### What needs to be done
I need the records below retyped exactly.

(Referring expression pointing data)
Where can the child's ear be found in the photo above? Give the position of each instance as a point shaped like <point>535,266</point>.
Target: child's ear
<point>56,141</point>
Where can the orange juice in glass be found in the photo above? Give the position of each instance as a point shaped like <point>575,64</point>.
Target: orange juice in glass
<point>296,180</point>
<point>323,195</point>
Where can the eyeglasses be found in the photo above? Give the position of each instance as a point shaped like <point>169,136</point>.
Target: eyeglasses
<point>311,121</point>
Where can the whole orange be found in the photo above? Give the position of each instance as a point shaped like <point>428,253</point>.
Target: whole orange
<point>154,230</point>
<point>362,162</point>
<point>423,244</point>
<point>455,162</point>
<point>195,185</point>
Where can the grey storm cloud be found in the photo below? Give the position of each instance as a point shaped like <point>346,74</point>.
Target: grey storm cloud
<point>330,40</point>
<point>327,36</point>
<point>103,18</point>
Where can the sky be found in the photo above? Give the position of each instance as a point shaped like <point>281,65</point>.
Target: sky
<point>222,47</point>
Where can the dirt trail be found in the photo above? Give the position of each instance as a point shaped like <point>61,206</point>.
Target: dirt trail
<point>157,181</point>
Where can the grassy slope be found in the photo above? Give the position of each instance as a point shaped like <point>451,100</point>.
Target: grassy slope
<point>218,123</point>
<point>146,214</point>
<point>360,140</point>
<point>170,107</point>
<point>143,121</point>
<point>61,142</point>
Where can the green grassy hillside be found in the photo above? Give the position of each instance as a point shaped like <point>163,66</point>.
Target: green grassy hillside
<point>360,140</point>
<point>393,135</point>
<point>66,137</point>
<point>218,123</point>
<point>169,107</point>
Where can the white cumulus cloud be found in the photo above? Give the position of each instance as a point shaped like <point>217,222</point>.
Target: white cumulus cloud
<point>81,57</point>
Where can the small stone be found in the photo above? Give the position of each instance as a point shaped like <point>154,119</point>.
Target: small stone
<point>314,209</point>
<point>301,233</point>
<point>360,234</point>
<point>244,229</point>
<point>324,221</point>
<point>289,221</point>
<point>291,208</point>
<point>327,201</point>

### Written response
Where can the child's ear be found in the photo above? Give the position of each instance as a point shaped like <point>535,266</point>.
Target: child's ear
<point>56,141</point>
Where can the orange juice in glass be found in the photo above? Give the position of each instance as a point shaped like <point>575,64</point>.
Target: orange juice in glass
<point>296,180</point>
<point>323,195</point>
Where can the eyeglasses be found in the photo above? Give the position of each instance as a point shaped like <point>169,136</point>.
Target: eyeglasses
<point>311,121</point>
Where can the whole orange be found in the photo above? Give the position of each instance as a point shaped like <point>428,253</point>.
Target: whole orange
<point>154,230</point>
<point>362,162</point>
<point>423,244</point>
<point>455,162</point>
<point>195,185</point>
Where can the grey storm cloud be found in the photo below? Give the position of each instance as a point shaped like <point>346,74</point>.
Target: grey storm cloud
<point>330,40</point>
<point>327,36</point>
<point>103,18</point>
Where can the sky be found in the photo above? Give the position of each instance as a point shaped like <point>281,65</point>.
Target: sky
<point>222,47</point>
Where can the dirt trail be found in the photo above? Give the position of each instance as a point shaped like <point>61,206</point>.
Target: dirt trail
<point>157,181</point>
Where can the grassy slope be found in the photo above? Give the position of each instance as a point shaped like <point>451,100</point>.
Target: grassy slope
<point>218,123</point>
<point>146,214</point>
<point>360,140</point>
<point>170,107</point>
<point>143,121</point>
<point>61,142</point>
Where can the green grassy hillside be found in the photo above? Give the position of each instance as a point shaped like <point>163,66</point>.
Target: green grassy hillside
<point>360,140</point>
<point>393,135</point>
<point>66,137</point>
<point>218,123</point>
<point>169,107</point>
Where can the white cumulus cloud be found in the photo above? Give the position of each instance as a point shaped like <point>217,222</point>.
Target: white cumulus cloud
<point>81,57</point>
Where can the small stone be found in the photo above? Give the position of each instance as a point shaped like <point>154,119</point>.
Target: small stone
<point>314,209</point>
<point>301,233</point>
<point>360,234</point>
<point>244,229</point>
<point>324,221</point>
<point>289,221</point>
<point>291,208</point>
<point>327,201</point>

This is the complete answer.